### Activity
Take the entries that follow and write them out again, word for word.

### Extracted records
▬▬▬

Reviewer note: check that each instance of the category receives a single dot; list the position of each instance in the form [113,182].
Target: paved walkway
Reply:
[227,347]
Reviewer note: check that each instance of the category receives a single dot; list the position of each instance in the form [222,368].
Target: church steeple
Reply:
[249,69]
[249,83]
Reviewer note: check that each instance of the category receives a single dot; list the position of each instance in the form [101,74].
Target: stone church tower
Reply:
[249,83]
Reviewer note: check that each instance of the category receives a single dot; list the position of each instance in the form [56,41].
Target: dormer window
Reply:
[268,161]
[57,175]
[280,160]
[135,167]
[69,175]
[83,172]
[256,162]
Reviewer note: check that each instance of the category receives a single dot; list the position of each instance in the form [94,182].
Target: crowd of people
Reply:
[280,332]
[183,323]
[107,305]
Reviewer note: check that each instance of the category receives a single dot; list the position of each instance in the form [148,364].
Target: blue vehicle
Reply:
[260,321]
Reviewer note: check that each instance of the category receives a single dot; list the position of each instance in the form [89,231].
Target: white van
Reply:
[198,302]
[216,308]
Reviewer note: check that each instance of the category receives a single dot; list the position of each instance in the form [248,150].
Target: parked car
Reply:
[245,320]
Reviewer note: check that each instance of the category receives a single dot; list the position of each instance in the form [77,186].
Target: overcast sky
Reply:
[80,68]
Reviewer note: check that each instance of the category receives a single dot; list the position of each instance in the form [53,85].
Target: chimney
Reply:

▬▬▬

### Finished exercise
Reviewer note: check that each instance of the category receives a single dot; list the position of each instance in the form [113,182].
Target: paved walkway
Reply:
[227,347]
Reviewer note: check that each instance of the category receives a single dot; list the position of each instance in the form [222,368].
Target: church steeple
Reply:
[249,69]
[249,83]
Reviewer note: check that each instance of the category receives a single dot; list the position of each instance in the form [101,74].
Target: stone church tower
Reply:
[249,83]
Reviewer note: check that each instance of the category receives a single dot; list the position of each instance in the form [56,41].
Target: dormer window
Reply:
[268,161]
[57,175]
[280,160]
[135,167]
[69,175]
[83,172]
[256,162]
Reviewer note: check that each instance of the category receives a single dot; list the position of each instance in the form [94,182].
Target: crowd of people
Reply:
[280,332]
[183,323]
[107,305]
Reviewer note: check that each instance of the category receives a single dot; list the position of each instance in the form [148,364].
Target: blue vehicle
Reply:
[260,321]
Reviewer note: check that each instance of the category receives a single dot; list the position of each instance in the form [89,231].
Target: white van
Reply:
[198,302]
[216,308]
Reviewer note: check that each instance of the category receives a single dot; list the position of each instance in the form [248,150].
Target: parked car
Reply:
[245,320]
Reviewer note: check that each instance of the category receives a single dot; list the position of each instance in the form [77,186].
Target: overcast sky
Reply:
[80,68]
Reviewer note: check that each instance of the category receives a single dot; list the position of each instance in the form [53,85].
Target: chimney
Reply:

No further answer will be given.